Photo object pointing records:
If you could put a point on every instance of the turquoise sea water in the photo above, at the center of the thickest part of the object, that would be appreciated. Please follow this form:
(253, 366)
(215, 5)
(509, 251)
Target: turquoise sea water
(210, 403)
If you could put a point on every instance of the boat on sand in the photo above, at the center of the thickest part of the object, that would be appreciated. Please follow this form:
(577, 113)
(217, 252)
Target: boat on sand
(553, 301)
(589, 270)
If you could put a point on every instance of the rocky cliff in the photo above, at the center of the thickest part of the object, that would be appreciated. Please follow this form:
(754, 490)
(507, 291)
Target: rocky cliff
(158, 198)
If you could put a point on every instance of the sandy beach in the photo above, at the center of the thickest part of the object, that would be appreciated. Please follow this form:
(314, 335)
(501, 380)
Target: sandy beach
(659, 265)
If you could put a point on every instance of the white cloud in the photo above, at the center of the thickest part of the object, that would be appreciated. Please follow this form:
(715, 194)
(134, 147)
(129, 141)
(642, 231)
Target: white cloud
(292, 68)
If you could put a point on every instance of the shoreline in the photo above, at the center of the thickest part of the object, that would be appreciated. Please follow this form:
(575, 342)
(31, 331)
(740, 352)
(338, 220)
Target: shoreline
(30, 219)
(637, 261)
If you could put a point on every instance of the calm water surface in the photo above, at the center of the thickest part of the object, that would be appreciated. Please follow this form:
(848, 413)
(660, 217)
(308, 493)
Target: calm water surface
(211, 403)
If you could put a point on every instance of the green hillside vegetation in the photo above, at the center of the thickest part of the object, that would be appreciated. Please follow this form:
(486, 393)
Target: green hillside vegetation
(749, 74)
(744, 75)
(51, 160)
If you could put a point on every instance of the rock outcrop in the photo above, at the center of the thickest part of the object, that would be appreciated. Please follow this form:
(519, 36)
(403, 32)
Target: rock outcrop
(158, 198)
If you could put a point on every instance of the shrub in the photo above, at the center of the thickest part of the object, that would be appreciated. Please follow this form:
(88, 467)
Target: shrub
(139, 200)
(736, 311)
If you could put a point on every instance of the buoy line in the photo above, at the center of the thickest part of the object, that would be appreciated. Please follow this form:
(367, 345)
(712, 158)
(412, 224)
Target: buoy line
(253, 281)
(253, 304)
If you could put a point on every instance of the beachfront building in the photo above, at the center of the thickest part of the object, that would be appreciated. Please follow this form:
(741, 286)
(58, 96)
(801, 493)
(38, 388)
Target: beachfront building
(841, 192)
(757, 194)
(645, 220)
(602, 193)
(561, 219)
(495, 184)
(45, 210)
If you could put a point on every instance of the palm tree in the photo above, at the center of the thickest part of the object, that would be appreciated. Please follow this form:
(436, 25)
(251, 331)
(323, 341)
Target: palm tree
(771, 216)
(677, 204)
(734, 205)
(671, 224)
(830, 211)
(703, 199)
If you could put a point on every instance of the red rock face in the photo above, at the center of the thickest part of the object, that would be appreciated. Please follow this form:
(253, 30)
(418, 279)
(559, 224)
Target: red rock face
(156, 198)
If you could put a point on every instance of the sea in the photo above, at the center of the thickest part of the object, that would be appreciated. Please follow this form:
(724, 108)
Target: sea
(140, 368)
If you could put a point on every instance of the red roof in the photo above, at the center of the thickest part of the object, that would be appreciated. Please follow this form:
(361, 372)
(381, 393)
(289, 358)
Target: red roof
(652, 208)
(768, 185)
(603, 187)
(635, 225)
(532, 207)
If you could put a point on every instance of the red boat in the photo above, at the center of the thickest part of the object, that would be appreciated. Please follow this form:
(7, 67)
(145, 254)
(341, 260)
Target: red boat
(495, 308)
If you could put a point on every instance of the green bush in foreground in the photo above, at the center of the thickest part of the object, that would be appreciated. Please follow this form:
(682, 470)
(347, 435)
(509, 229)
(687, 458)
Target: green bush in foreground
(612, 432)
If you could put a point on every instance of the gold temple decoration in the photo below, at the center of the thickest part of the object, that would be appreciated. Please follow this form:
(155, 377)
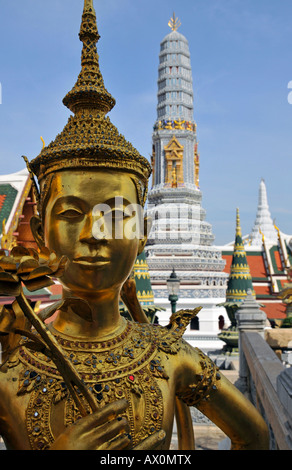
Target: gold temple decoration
(174, 23)
(174, 163)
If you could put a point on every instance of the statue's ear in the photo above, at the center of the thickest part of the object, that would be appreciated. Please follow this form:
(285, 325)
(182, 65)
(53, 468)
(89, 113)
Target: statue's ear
(144, 237)
(37, 230)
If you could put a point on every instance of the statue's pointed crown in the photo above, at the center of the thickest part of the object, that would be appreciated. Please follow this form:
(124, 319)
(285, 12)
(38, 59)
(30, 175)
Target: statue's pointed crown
(89, 139)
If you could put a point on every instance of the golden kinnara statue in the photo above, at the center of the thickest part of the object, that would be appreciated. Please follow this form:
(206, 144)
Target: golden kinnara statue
(90, 379)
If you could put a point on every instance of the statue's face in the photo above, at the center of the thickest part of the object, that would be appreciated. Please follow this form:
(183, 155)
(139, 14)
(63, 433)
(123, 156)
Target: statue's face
(89, 219)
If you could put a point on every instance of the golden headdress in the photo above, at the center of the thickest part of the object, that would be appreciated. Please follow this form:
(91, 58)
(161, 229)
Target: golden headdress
(89, 139)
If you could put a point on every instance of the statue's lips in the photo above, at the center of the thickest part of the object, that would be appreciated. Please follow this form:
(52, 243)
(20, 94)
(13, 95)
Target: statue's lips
(95, 261)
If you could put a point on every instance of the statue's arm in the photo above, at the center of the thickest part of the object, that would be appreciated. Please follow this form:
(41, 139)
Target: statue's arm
(202, 385)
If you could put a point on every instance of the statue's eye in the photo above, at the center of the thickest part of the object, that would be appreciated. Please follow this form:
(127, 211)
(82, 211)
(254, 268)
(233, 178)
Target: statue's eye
(119, 214)
(70, 214)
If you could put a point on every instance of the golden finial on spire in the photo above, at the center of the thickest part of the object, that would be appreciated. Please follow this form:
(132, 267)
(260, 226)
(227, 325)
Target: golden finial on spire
(174, 23)
(238, 227)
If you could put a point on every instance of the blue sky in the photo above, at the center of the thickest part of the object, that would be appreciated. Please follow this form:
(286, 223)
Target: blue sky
(241, 59)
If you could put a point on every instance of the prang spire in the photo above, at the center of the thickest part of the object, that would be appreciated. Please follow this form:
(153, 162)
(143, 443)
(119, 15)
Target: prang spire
(89, 91)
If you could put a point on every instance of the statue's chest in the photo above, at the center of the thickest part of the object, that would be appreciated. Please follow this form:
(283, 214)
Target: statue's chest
(127, 367)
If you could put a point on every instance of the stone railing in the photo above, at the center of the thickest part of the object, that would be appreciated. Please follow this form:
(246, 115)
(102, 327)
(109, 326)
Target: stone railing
(263, 376)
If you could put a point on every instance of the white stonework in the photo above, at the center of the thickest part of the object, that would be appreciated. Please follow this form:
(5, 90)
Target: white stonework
(181, 238)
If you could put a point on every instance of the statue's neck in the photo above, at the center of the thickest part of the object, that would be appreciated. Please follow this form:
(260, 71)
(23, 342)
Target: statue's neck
(106, 320)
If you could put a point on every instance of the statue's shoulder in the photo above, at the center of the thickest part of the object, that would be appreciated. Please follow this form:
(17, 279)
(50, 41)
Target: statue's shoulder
(169, 338)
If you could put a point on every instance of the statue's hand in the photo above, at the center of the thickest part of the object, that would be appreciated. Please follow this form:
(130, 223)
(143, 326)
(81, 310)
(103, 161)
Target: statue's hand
(104, 429)
(11, 320)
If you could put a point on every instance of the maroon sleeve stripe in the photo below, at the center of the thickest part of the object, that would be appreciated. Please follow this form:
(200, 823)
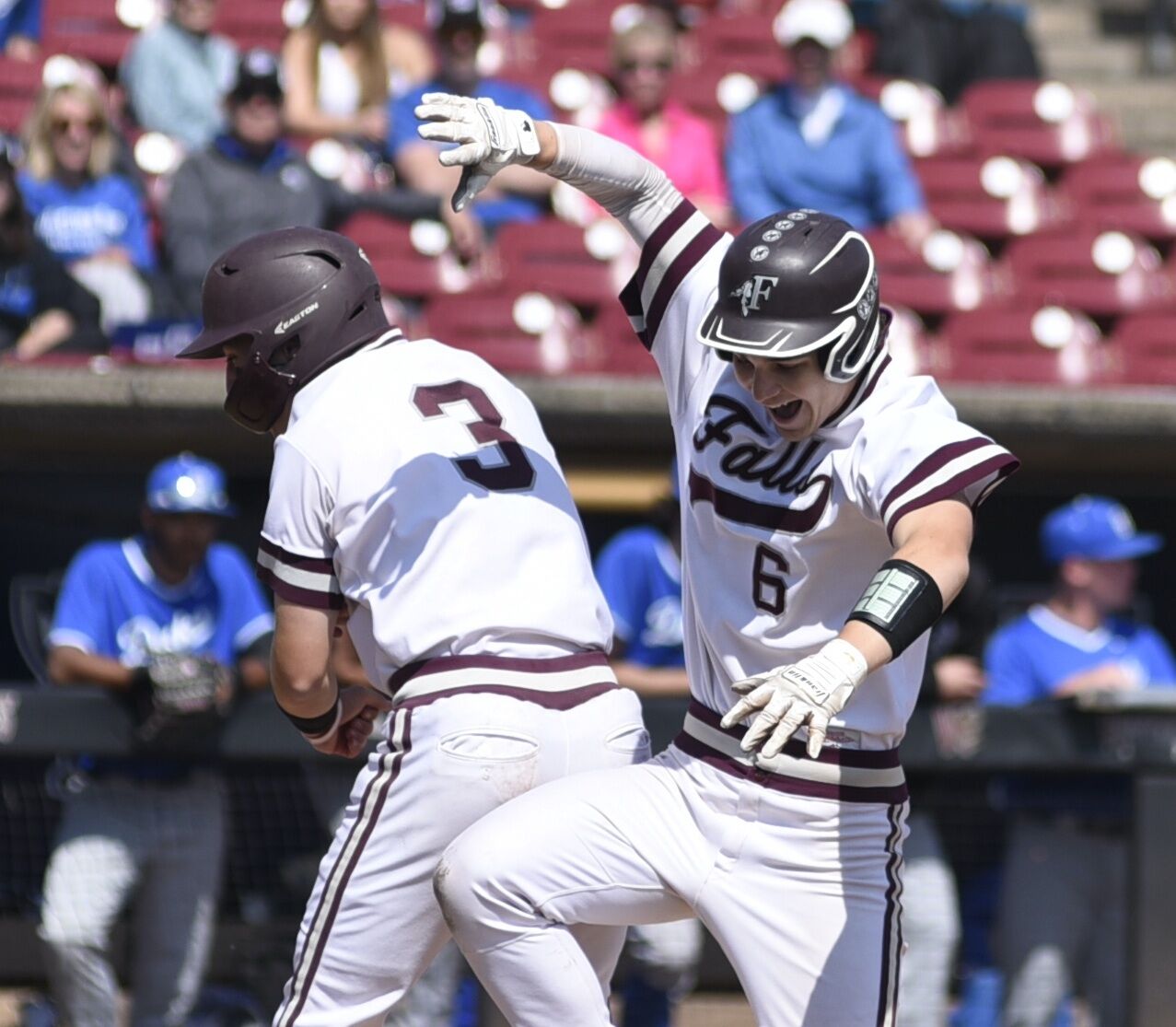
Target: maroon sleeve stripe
(300, 597)
(930, 465)
(658, 238)
(1002, 465)
(683, 263)
(317, 565)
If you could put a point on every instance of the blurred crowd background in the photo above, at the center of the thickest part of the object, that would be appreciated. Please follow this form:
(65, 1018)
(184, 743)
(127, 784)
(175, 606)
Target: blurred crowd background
(1011, 164)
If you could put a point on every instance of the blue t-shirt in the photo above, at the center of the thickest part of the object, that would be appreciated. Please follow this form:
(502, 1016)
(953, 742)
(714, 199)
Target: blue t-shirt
(1030, 658)
(20, 18)
(641, 578)
(860, 172)
(102, 212)
(402, 131)
(113, 605)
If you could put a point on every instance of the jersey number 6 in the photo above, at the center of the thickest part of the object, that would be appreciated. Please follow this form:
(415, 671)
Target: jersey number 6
(768, 586)
(515, 474)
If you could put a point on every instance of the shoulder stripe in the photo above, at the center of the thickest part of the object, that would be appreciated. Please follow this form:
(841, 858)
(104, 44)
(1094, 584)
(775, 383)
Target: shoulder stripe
(305, 580)
(998, 466)
(930, 466)
(321, 565)
(675, 273)
(658, 238)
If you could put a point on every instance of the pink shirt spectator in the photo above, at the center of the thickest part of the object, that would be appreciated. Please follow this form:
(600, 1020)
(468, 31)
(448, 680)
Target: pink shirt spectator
(689, 154)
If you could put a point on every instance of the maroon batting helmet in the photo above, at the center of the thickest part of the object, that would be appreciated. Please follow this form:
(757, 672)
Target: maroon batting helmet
(302, 298)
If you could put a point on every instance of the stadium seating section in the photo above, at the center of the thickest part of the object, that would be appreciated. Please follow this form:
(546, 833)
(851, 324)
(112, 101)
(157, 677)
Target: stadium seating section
(1044, 219)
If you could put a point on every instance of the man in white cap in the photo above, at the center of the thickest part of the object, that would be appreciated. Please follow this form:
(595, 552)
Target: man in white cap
(813, 141)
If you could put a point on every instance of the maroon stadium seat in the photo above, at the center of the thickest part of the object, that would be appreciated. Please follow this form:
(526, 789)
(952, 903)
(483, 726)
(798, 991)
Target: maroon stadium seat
(549, 257)
(402, 270)
(1102, 273)
(489, 327)
(950, 273)
(1127, 191)
(616, 348)
(1045, 123)
(993, 198)
(1147, 347)
(1008, 346)
(86, 29)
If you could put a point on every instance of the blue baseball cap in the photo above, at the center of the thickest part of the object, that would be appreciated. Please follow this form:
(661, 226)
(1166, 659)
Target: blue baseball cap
(1092, 527)
(186, 484)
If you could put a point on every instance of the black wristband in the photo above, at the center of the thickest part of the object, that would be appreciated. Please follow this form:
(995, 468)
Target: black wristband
(901, 602)
(313, 726)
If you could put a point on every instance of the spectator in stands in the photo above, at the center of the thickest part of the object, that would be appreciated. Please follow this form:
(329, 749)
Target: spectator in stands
(814, 141)
(661, 130)
(951, 43)
(20, 29)
(177, 73)
(42, 309)
(517, 193)
(341, 67)
(250, 181)
(640, 572)
(92, 217)
(1061, 922)
(144, 828)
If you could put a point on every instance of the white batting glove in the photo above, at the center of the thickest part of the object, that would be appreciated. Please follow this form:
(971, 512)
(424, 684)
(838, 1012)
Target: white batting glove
(809, 692)
(491, 138)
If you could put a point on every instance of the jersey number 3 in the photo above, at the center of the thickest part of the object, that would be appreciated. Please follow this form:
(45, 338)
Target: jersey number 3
(515, 473)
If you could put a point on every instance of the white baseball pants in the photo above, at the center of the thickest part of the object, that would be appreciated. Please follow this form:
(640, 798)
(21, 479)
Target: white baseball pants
(799, 887)
(372, 924)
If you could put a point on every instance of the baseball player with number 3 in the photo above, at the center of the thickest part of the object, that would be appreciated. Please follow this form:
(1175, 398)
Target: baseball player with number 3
(827, 517)
(413, 492)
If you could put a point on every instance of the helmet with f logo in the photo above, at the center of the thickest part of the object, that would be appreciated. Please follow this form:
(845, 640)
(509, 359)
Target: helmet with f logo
(797, 283)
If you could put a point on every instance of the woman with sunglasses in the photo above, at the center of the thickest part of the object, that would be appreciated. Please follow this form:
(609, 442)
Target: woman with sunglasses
(92, 217)
(42, 309)
(660, 128)
(343, 64)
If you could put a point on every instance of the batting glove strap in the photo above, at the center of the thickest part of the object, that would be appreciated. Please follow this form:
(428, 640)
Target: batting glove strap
(318, 729)
(488, 136)
(809, 692)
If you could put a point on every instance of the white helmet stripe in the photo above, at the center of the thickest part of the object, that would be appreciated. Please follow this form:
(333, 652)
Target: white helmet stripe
(869, 271)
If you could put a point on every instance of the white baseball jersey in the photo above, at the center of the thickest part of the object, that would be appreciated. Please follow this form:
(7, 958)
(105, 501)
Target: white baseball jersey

STATED EXERCISE:
Your task is to write out the lines from the one with "of the helmet" through the end of the records, exactly and with nothing added.

OUTPUT:
If you could put a point on every instance of the helmet with f logo in the photo above, at the center of the thickest part of the object, that would be appreciated. Please follow this form:
(845, 640)
(509, 359)
Target: helmet with f logo
(797, 283)
If you could put a point on every instance of the woman with sunglasses in the photo above, at the center of the thickest part of the object, that would be appreciated. Please follow this form:
(609, 442)
Target: woman with sunglasses
(92, 217)
(42, 309)
(660, 128)
(343, 64)
If you could put a point on every instance of the batting glove strap in the photo above, at the center of the thickest part of the object, that would be appreciated. Please follow this form:
(428, 640)
Target: batting glove strap
(318, 729)
(488, 136)
(809, 692)
If you could put a point on every instance of the white helmet stripe in the photo above, at the center of the thickest part of the object, that would be appreciated. Please follow this form:
(333, 652)
Target: white helmet stripe
(869, 271)
If you could put a point on every instance of the white baseball jersey in the photo above, at the center of the thickest part of the object, that would be appreciated. Please follow this form:
(7, 958)
(105, 501)
Target: white baseball jersey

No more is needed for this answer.